EXERCISES TO COMPLETE
1. In the article on the Hong Kong protests, rename "demonstrators" as "marchers" and write out everything from "Hong Kong is full" down to "two office workers." with that change.
2. According to the article on the Hong Kong protests, what degree is Katie Lo pursuing?

Stale wage levels, high property prices and business cronyism have angered many turning up at the Occupy Central protests
Ringed with gems, the watch has kept fixed time on a massive billboard above the protests in Harcourt Road, where the Occupy Central movement has brought the thoroughfare’s usual flow of trucks and taxis, and of goods and shoppers, to a standstill. It is an incongruous backdrop to black-clad protesters and the raised fists of their leaders.
Hong Kong is full of images of wealth. While the protests here have been mostly political — demonstrators want to be able to freely nominate and vote for the city’s leader, instead of choosing from a list of candidates screened by Beijing — they also have an economic component, reflecting the struggles of the city’s squeezed middle class.
“We don’t see good prospects for our future,” said Katie Lo, 21, a university student pursuing a degree in social work and the daughter of two office workers.
Sitting against a median divider in Harcourt Road on a cool Monday morning, Lo listed her chief grievances: wages are low and rents are high. She wonders, she said, how she and her boyfriend will afford to move out of their parents’ homes and rent a place together.
“Over the years we’ve had a lot of rallies to solve all these social problems, but the government is not elected by us, so they do not listen,” she said. “I want a government that listens to me.”
The candidates for Hong Kong’s next top leader — who has the fittingly boardroom-like title of “chief executive” — are set to be vetted by an electoral committee perceived as loyal to two allied groups: China’s ruling Communist Party and Hong Kong’s financial elite.
“Hong Kong is in a bind: the economy is dominated by a few tycoons closely affiliated with the aristocratic families of the mainland regime and with the mainland regime’s Hong Kong puppet regime,” says Carsten Holz, an economics professor at the Hong Kong University of Science and Technology, in an email to TIME.
Indeed, to the protesters pitching tents in Hong Kong’s streets, a committee flush with red capitalists and oligarchs is all but certain to put up a list of chief-executive candidates disinterested in fixing worsening social ills here: rising property values, middling wages, and a sense that good jobs are best won through nepotism and cronyism, not ability.
“The nominating committee is not going to allow someone who promises a redistribution of wealth to get elected,” says David Zweig, a professor of politics at the Hong Kong University of Science and Technology.
“But the chief executive has an enormous amount of power, and the legislature has almost no power,” he says. “So, if you’re going to overcome all these social injustices, you’re going to have to elect a chief executive who is in touch with the majority of the people.”
Hong Kong’s protesters are mostly young — a flyer passed out in the protests one recent evening urged volunteers to donate not just food, but specifically “biscuits, chocolates preferred.” They are also mostly middle class, the sons and daughters of bank managers and teachers, and they aspire to have at least what their parents’ have, if not more.
But that’s not guaranteed: “Where has my dream city gone?” as one sign posted around protest sites puts it.

DATASET CONTENT
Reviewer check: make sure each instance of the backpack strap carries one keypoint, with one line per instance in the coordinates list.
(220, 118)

FULL ANSWERS
1.
Hong Kong is full of images of wealth. While the protests here have been mostly political — marchers want to be able to freely nominate and vote for the city’s leader, instead of choosing from a list of candidates screened by Beijing — they also have an economic component, reflecting the struggles of the city’s squeezed middle class.
“We don’t see good prospects for our future,” said Katie Lo, 21, a university student pursuing a degree in social work and the daughter of two office workers.

2. A degree in social work.